Task to carry out: Carry on the passage below on Europe's deep tech hubs and their growth-capital gap, beginning right after its final sentence.

Page:

These are not cyclical trends. They are long term shifts defining the future of global industry.
Europe’s Leading Hubs Take Shape
Across the continent, a new generation of deep tech hubs is reaching global relevance.
Cities such as Paris, London, Cambridge, Munich, Stockholm, and Zurich now rank among the world’s leading ecosystems, with Paris recently emerging as Europe’s top hub.
This clustering effect is critical. It creates the density of talent, capital, and experience required to scale breakthrough companies.
Yet Europe’s ability to translate innovation into global leadership remains uneven.
The Missing Piece Growth Capital
Despite strong momentum, a structural gap persists.
European deep tech companies face an estimated $4 to $24 billion annual funding shortfall, particularly at the growth stage. As a result, 70% of late stage capital comes from non European investors.
The consequences are clear. Companies scale more slowly. Strategic control often shifts abroad. Economic value is captured outside Europe.
The exit environment reinforces this dynamic. More than 80% of exits are driven by M&A, often involving US acquirers, while European public markets remain relatively underdeveloped.
Europe is highly effective at creating deep tech companies. It is not yet consistently scaling them into global category leaders.

Dataset content:
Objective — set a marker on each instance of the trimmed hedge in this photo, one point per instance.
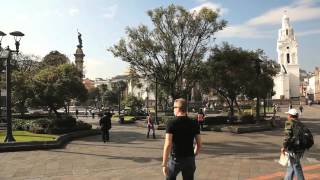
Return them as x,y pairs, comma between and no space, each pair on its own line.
50,126
217,120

The response:
From Momentum to Leadership
At Walden Catalyst, we frame Europe’s opportunity through four forces, ideas, innovation, investment, and independence.
Europe is strong in the first two. It consistently produces world class ideas and is increasingly translating them into real companies. The next phase, scaling these companies globally, depends on investment.
And ultimately, that determines independence.
As Young Sohn, Managing Founding Partner at Walden Catalyst Ventures, notes
“Europe has a unique opportunity in the emerging deep tech era. I often think about this through what I call the four I’s, ideas, innovation, investment, and independence.
Europe is rich in ideas, supported by world class research institutions and exceptional engineering talent. The next step is accelerating innovation, enabling entrepreneurs to translate breakthrough science into real world technologies across AI infrastructure, advanced computing, robotics, energy, and defence and security technologies.
To build global leaders, Europe must also mobilize global investment to scale companies rapidly and compete on the world stage. At Walden Catalyst, we see this momentum firsthand through companies such as Nearfield Instruments and ANYbotics.
But this is not only about growth. It is also about independence, ensuring that Europe can build, own, and sustain critical technologies that will shape its future competitiveness and resilience.
Ultimately, aligning these four forces will determine Europe’s ability to build the next generation of globally significant deep tech companies.”
Closing this gap is not just a financial question. It is a strategic imperative.
The Decade Ahead
Deep tech is where the next generation of global leaders will be built.
Europe has the talent, the research, and the momentum. What remains is the ability to match that foundation with conviction capital at scale.
The opportunity is clear. Europe can build companies that define entire industries, retain strategic control over critical technologies, and capture the full economic value of its innovation.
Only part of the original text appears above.